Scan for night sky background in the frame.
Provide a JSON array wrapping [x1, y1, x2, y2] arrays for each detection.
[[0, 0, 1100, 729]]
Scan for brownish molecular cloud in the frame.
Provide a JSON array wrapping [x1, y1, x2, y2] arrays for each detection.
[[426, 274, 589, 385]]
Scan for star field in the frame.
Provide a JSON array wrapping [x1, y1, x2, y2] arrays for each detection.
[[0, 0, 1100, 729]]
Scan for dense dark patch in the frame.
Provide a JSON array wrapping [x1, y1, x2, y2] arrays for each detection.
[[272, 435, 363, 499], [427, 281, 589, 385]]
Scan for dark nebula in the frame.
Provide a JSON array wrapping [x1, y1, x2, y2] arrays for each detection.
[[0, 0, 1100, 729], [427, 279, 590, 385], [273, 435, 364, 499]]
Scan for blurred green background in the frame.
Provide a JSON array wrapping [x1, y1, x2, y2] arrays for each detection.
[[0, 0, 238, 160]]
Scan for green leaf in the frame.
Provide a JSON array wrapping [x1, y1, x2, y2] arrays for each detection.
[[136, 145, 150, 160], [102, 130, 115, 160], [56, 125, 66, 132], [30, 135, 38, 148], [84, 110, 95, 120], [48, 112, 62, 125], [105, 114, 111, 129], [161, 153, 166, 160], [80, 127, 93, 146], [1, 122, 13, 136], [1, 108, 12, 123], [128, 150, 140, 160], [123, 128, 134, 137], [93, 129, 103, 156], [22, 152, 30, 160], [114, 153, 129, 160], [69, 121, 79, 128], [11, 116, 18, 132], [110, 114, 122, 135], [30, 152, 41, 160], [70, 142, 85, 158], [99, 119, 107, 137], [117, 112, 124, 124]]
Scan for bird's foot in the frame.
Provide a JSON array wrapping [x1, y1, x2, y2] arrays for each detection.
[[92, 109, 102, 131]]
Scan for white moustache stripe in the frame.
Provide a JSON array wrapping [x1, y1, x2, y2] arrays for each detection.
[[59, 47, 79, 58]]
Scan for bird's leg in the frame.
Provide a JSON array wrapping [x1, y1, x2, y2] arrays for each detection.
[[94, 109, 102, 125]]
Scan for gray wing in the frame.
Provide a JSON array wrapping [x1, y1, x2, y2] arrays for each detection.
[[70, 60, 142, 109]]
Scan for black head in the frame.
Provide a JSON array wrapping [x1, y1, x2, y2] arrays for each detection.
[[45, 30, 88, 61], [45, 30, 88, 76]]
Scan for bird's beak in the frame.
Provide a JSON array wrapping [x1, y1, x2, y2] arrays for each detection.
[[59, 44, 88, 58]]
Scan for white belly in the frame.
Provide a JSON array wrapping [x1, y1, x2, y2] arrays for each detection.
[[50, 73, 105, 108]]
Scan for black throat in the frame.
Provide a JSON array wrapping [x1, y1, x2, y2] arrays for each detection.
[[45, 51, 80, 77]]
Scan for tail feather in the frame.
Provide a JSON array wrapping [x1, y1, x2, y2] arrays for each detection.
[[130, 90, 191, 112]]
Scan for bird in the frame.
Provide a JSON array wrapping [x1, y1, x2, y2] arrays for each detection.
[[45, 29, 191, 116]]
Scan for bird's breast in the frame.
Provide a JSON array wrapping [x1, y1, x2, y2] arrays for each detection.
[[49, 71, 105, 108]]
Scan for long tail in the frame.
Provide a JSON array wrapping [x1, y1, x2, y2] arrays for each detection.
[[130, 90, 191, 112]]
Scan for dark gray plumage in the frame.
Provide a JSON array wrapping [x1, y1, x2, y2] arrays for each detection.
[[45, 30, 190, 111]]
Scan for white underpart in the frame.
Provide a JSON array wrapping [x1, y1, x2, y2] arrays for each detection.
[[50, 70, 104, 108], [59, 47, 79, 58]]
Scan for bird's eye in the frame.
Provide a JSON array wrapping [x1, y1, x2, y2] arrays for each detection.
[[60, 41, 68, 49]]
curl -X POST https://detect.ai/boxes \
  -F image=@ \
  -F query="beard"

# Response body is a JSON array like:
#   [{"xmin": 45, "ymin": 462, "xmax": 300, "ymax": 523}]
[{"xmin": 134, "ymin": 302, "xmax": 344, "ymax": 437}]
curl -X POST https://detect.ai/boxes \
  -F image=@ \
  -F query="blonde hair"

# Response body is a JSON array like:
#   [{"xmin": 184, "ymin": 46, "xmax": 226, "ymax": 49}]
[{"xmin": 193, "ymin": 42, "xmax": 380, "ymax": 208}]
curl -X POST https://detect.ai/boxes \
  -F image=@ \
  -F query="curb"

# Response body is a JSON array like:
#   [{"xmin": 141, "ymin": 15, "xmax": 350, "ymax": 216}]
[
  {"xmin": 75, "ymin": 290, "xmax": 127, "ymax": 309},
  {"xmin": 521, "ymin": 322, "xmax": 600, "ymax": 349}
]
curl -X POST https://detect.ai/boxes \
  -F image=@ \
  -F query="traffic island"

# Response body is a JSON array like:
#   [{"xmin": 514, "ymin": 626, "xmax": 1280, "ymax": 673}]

- [What you have to do]
Rewrite the listing from its first line through the line containing "[[0, 0, 238, 160]]", requests included, and give only those lines. Multiply every bounding-box coordinate in the answers by 0.85 and round each result to a whole number, with halves rounding up.

- [Response to the exercise]
Scan for night sky background in the frame.
Provide a JSON array wrapping [x1, y1, x2, y2] arrays for each detection.
[[0, 0, 935, 620]]
Scan for brownish molecular cloud in the frame.
Provide a JSON array wrapping [x1, y1, x2, y2] arrays for each detection.
[[362, 233, 501, 327]]
Scan for star field in the frame.
Provide a JSON array wrapping [x1, y1, x2, y2] arrays for each detection.
[[0, 0, 935, 620]]
Scan for dense dark patch in the frame.
Provide a JSON array wrapping [x1, y1, x2, y2] arrays for each detection.
[[231, 370, 309, 424], [363, 239, 501, 327]]
Scan for dark nebula in the frame.
Provide a JSON array wrapping [x1, y1, x2, y2] arrays for each detection.
[[0, 0, 935, 620], [363, 237, 502, 327], [232, 370, 309, 424]]
Scan for blurred green background in the frame.
Provide a JSON array wrapping [x1, y1, x2, y2] arrays for each detection.
[[0, 0, 202, 136]]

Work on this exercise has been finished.